Task details
Copy out, in full, every line in the records below that contains the word "canoe".

#####

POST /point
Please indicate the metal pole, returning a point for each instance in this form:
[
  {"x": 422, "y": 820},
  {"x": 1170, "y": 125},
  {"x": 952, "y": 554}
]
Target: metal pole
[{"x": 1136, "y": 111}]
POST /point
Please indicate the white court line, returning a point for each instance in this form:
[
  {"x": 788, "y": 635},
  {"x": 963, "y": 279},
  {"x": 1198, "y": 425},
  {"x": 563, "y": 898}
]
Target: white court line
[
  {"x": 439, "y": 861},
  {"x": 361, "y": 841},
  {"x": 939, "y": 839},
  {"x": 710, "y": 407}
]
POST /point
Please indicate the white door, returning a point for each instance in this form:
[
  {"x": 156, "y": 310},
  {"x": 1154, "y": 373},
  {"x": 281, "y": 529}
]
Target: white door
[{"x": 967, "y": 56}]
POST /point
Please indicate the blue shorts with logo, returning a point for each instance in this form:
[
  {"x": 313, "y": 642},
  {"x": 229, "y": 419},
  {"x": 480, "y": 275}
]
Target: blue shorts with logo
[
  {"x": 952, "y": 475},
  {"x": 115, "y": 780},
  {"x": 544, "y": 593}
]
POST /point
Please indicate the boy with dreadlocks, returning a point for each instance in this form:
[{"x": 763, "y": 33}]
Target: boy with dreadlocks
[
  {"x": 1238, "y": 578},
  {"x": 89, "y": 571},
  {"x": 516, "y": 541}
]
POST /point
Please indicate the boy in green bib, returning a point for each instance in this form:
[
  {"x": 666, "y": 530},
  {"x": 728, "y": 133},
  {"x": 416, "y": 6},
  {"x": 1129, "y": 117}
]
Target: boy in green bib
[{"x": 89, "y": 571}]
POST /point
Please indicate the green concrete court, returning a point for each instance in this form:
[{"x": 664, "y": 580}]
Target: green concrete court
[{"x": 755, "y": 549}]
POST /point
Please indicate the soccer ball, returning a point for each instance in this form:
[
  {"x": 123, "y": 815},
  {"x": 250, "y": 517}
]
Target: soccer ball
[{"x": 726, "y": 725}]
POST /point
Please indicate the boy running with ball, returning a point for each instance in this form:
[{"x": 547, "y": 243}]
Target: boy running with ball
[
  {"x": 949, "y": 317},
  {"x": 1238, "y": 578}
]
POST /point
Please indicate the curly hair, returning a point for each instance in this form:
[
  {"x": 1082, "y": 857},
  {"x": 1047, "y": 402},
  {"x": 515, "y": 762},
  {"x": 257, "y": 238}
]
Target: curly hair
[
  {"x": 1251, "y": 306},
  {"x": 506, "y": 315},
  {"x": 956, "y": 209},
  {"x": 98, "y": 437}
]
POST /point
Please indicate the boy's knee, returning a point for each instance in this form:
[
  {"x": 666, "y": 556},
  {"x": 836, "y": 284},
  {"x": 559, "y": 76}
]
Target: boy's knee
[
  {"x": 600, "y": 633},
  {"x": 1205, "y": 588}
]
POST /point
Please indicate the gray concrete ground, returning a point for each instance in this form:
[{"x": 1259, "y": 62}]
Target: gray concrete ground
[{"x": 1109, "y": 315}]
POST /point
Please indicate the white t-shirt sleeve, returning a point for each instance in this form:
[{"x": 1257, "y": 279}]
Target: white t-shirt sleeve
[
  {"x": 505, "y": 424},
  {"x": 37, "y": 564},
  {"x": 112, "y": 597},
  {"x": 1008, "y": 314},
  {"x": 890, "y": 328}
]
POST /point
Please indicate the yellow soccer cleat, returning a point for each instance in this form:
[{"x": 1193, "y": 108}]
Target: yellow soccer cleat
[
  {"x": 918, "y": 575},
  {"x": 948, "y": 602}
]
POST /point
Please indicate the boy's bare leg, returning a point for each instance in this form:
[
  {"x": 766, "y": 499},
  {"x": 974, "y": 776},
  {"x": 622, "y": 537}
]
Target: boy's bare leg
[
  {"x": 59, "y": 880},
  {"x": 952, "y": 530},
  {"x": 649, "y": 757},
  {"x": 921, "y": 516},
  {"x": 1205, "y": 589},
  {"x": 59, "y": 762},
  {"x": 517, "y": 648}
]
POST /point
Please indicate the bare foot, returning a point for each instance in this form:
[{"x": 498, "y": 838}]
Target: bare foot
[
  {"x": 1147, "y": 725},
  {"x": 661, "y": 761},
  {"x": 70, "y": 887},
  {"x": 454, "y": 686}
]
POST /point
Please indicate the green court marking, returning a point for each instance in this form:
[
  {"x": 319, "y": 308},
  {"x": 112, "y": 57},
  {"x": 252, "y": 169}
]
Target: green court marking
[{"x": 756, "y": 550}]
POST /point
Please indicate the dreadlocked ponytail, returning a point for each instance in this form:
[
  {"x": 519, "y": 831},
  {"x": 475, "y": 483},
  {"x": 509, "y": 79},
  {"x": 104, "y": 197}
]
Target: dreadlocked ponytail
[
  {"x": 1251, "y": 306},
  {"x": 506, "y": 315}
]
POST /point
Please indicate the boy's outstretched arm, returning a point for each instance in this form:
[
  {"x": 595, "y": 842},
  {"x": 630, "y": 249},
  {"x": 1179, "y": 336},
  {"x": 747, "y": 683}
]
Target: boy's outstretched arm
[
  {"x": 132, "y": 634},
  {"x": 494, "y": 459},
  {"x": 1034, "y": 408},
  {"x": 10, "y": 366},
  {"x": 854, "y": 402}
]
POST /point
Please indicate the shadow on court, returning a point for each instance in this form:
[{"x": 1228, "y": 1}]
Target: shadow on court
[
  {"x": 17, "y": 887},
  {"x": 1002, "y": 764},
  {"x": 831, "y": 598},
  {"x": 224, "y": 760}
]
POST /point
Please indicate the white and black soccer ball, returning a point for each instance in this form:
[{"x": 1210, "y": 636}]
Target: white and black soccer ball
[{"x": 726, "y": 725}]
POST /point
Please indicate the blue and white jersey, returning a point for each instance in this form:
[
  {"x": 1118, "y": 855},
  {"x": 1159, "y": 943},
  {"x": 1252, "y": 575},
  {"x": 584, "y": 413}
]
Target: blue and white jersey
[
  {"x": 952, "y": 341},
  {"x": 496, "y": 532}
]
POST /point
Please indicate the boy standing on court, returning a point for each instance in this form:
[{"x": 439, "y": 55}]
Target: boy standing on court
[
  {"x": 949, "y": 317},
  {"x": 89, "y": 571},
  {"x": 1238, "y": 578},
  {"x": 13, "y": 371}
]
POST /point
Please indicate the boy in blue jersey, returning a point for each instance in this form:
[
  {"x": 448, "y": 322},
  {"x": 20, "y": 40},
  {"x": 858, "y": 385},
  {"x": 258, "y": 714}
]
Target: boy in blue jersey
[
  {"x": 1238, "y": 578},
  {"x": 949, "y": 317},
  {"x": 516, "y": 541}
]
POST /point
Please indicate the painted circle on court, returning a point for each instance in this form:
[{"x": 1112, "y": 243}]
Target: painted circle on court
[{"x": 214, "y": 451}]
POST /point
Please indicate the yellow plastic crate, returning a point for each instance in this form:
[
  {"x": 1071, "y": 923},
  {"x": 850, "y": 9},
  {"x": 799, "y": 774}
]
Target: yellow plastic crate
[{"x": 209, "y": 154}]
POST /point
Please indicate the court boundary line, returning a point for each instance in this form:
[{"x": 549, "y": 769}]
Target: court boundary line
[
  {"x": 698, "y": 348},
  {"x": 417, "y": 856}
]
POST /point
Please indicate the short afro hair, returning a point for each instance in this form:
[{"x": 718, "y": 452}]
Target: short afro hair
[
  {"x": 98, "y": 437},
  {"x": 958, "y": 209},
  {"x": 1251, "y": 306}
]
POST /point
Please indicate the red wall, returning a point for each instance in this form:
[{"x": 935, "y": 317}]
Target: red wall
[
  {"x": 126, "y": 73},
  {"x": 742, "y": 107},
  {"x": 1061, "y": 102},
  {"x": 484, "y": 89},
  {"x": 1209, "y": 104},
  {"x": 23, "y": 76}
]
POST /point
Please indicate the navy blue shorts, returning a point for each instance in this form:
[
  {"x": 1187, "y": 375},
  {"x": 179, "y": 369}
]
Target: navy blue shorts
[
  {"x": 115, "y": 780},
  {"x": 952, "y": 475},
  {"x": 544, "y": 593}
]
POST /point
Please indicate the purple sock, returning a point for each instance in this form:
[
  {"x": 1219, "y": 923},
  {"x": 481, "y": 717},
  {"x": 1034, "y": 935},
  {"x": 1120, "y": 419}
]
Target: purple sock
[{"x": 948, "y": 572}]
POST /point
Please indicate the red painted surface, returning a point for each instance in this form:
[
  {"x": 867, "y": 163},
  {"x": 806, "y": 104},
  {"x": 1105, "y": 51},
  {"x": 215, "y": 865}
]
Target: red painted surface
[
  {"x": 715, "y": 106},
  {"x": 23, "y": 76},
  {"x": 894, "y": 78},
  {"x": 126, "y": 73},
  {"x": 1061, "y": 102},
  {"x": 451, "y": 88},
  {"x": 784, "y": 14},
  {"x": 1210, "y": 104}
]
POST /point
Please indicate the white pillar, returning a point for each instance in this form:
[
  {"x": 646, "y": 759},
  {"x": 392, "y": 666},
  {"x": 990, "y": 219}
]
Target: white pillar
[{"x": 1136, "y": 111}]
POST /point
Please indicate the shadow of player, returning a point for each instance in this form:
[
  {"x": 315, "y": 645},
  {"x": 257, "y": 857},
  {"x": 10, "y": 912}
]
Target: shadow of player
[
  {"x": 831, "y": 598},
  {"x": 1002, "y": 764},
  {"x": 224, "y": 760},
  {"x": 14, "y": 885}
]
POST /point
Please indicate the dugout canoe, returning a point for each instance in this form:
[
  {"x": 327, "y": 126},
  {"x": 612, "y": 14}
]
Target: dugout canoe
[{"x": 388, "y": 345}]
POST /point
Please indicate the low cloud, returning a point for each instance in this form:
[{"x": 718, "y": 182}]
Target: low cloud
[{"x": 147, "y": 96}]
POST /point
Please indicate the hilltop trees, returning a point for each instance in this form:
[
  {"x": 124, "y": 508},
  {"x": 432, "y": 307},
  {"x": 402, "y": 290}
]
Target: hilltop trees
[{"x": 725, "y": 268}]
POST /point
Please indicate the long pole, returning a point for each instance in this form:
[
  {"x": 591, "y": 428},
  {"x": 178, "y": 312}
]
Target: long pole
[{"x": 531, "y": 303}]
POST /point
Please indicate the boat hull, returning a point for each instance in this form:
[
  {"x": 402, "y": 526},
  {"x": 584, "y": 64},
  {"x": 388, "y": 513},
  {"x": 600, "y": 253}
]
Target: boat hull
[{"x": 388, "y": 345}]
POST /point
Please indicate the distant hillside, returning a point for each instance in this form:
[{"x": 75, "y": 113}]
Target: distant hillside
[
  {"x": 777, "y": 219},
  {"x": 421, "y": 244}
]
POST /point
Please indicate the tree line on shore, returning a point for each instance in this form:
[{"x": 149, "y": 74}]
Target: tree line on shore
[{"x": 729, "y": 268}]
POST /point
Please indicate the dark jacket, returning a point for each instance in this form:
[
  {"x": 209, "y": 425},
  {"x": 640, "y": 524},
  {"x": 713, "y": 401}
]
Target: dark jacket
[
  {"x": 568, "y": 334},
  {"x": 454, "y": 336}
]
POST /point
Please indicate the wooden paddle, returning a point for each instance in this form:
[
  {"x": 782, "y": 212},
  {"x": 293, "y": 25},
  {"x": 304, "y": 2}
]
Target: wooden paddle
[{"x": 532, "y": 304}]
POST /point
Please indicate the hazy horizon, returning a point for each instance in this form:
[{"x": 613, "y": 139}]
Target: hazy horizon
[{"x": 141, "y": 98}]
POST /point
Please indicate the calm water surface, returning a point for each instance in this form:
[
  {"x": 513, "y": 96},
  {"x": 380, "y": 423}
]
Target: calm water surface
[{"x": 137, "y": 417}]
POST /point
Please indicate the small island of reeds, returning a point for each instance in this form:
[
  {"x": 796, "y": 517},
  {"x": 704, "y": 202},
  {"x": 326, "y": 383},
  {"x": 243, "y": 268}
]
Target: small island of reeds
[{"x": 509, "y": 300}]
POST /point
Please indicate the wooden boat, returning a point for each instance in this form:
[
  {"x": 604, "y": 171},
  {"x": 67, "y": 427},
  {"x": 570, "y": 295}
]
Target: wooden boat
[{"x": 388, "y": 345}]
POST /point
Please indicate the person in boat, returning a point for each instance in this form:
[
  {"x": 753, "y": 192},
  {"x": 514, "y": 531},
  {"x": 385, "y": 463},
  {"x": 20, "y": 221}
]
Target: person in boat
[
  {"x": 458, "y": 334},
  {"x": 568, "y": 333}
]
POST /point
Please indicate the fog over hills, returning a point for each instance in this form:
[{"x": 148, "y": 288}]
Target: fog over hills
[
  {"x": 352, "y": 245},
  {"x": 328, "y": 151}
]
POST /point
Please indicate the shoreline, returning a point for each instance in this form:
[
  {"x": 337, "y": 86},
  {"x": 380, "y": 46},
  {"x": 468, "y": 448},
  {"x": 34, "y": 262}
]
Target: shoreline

#####

In response
Please indicate the dugout canoe, returning a point for each instance in this form:
Target: dugout canoe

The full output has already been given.